#### Extract:
※
# Classical Word Count

The "Hello World" of Big Data always is counting words. As trivial as this example seems to be, it already contains many relevant principles and operations which are commonly used. So let's first buzild a word counter by following the classical "map-reduce" approach step by step.

In [1]:
# Load Text file from S3
text = sc.textFile('s3://dimajix-training/data/alice/')

In [2]:
# Split every line into words
def split_line(line):
    return line.split()


words = text.flatMap(split_line)

In [4]:
# Count every individual word
def count_word(word):
    return (word, 1)


words_one = words.map(count_word)

In [7]:
# Aggregate all counters
def add_counts(x, y):
    return x + y


words_count = words_one.reduceByKey(add_counts)

In [8]:
# Sort by word frequency
def extract_counter(key_value):
    return key_value[1]


sorted_words_count = words_count.sortBy(extract_counter)
※
#### Given information:
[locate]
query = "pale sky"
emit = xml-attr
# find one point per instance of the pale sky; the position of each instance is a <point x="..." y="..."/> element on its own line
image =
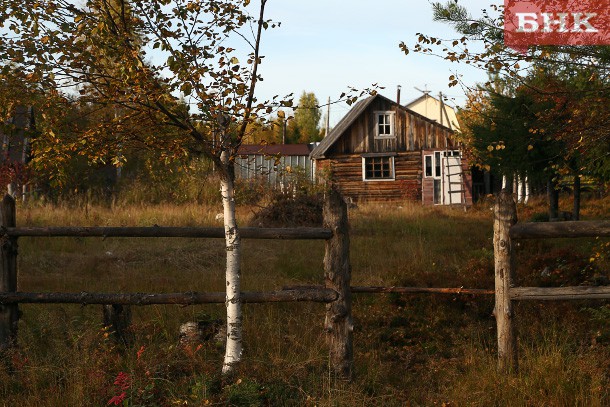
<point x="324" y="46"/>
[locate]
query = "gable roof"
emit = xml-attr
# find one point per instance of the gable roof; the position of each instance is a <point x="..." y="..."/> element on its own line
<point x="343" y="124"/>
<point x="351" y="116"/>
<point x="429" y="106"/>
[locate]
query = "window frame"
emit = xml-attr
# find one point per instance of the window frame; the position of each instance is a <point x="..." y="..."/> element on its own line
<point x="366" y="159"/>
<point x="392" y="124"/>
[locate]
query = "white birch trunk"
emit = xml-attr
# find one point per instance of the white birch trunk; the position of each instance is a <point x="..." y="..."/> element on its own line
<point x="233" y="273"/>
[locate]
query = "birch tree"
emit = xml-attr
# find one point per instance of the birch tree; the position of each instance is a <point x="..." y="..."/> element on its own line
<point x="142" y="56"/>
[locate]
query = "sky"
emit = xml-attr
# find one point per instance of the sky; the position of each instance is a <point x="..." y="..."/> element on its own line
<point x="325" y="46"/>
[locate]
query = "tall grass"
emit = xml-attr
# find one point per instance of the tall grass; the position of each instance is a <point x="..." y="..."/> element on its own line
<point x="409" y="350"/>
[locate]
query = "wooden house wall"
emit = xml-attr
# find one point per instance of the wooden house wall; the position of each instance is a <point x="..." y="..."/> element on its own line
<point x="412" y="133"/>
<point x="347" y="175"/>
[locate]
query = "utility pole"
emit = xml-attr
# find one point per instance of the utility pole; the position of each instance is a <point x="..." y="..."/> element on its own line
<point x="327" y="117"/>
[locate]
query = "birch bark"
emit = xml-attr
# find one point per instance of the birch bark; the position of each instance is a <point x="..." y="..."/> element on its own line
<point x="233" y="273"/>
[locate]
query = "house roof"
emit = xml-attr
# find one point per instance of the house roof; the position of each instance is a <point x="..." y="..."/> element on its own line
<point x="343" y="124"/>
<point x="429" y="106"/>
<point x="273" y="149"/>
<point x="350" y="117"/>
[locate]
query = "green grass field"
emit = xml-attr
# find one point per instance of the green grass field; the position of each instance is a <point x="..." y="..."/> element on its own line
<point x="409" y="349"/>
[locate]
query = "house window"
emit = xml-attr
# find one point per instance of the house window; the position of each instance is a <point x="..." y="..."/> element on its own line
<point x="384" y="124"/>
<point x="428" y="159"/>
<point x="378" y="168"/>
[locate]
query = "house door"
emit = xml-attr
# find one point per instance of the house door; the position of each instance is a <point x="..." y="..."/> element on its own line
<point x="452" y="179"/>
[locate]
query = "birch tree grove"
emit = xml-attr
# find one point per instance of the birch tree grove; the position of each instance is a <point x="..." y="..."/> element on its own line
<point x="144" y="57"/>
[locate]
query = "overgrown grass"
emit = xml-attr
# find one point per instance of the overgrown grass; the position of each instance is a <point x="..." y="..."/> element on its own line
<point x="409" y="350"/>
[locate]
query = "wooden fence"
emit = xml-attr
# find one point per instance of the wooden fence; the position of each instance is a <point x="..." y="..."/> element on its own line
<point x="506" y="231"/>
<point x="336" y="292"/>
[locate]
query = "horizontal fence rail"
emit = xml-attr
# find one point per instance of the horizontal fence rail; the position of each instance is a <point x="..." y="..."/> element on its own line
<point x="402" y="290"/>
<point x="559" y="293"/>
<point x="321" y="294"/>
<point x="572" y="229"/>
<point x="164" y="231"/>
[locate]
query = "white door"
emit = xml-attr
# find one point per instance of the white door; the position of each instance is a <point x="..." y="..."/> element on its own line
<point x="452" y="179"/>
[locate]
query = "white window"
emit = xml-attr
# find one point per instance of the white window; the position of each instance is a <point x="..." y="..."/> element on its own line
<point x="432" y="165"/>
<point x="384" y="124"/>
<point x="378" y="168"/>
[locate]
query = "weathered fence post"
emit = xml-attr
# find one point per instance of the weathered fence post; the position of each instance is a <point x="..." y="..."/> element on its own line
<point x="9" y="313"/>
<point x="337" y="276"/>
<point x="505" y="216"/>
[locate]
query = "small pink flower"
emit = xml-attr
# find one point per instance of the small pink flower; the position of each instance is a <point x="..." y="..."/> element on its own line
<point x="122" y="381"/>
<point x="116" y="400"/>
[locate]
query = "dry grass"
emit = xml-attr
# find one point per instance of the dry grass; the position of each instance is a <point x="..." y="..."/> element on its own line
<point x="409" y="350"/>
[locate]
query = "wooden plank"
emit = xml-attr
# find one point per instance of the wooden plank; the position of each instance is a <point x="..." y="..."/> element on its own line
<point x="337" y="275"/>
<point x="9" y="313"/>
<point x="571" y="229"/>
<point x="505" y="215"/>
<point x="161" y="231"/>
<point x="84" y="298"/>
<point x="559" y="293"/>
<point x="405" y="290"/>
<point x="421" y="290"/>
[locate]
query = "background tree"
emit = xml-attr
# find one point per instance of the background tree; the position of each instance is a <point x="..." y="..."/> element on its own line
<point x="307" y="115"/>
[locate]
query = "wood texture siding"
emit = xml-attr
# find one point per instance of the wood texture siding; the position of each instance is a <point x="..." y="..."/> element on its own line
<point x="412" y="132"/>
<point x="356" y="138"/>
<point x="347" y="175"/>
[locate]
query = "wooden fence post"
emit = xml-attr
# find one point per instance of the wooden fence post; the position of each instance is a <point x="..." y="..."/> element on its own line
<point x="337" y="276"/>
<point x="9" y="313"/>
<point x="505" y="216"/>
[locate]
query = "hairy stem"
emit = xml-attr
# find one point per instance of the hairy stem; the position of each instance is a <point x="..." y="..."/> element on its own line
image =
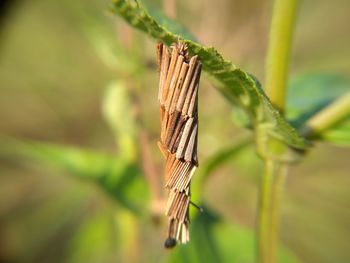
<point x="327" y="117"/>
<point x="278" y="55"/>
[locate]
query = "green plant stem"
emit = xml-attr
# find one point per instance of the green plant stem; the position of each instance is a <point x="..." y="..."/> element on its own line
<point x="264" y="223"/>
<point x="327" y="117"/>
<point x="269" y="210"/>
<point x="278" y="55"/>
<point x="280" y="174"/>
<point x="277" y="65"/>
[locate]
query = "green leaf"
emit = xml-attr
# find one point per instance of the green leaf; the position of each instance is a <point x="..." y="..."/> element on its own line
<point x="118" y="178"/>
<point x="214" y="239"/>
<point x="238" y="86"/>
<point x="310" y="93"/>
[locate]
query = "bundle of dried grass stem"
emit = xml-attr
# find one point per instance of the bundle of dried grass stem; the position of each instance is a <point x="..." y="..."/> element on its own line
<point x="178" y="98"/>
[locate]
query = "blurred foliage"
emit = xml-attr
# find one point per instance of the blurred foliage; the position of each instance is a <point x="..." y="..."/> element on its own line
<point x="237" y="85"/>
<point x="69" y="204"/>
<point x="308" y="94"/>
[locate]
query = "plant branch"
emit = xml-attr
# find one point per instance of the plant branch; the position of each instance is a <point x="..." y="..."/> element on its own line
<point x="277" y="65"/>
<point x="278" y="55"/>
<point x="327" y="117"/>
<point x="264" y="214"/>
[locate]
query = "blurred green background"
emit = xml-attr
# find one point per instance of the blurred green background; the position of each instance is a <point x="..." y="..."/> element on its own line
<point x="83" y="83"/>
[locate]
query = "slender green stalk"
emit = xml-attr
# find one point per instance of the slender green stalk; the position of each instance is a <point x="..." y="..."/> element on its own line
<point x="280" y="172"/>
<point x="277" y="65"/>
<point x="278" y="55"/>
<point x="264" y="223"/>
<point x="327" y="117"/>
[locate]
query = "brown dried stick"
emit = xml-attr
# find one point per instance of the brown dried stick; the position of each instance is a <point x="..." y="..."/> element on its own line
<point x="178" y="97"/>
※
#### Exercises:
1) Please swap "extract_counter" for "get_frequency" in the word count notebook, giving its lines between "words_count = words_one.reduceByKey(add_counts)" and "sorted_words_count = words_count.sortBy(extract_counter)", inclusive.
2) Pick up the word count notebook after its last line and write what follows.

#### Answers to each task:
1)
words_count = words_one.reduceByKey(add_counts)

In [8]:
# Sort by word frequency
def get_frequency(key_value):
    return key_value[1]


sorted_words_count = words_count.sortBy(get_frequency)

2)
In [11]:
# Make TSV like output
def make_tsv(key_value):
    return key_value[0] + '\t' + str(key_value[1])


tsv_result = sorted_words_count.map(make_tsv)

In [13]:
# Save Result
tsv_result.saveAsTextFile("alice_counts")

# Concise Formulation

Exactly the same logic can be written in a much shorter representation using Python lambda expressions.

In [None]:
text = sc.textFile('s3://dimajix-training/data/alice/')
words = (
    text.flatMap(lambda x: x.split())
    .map(lambda x: (x, 1))
    .reduceByKey(lambda x, y: x + y)
    .sortBy(lambda x: x[1], ascending=False)
    .map(lambda p: p[0] + ':' + str(p[1]))
)

words.saveAsTextFile('alice_counts')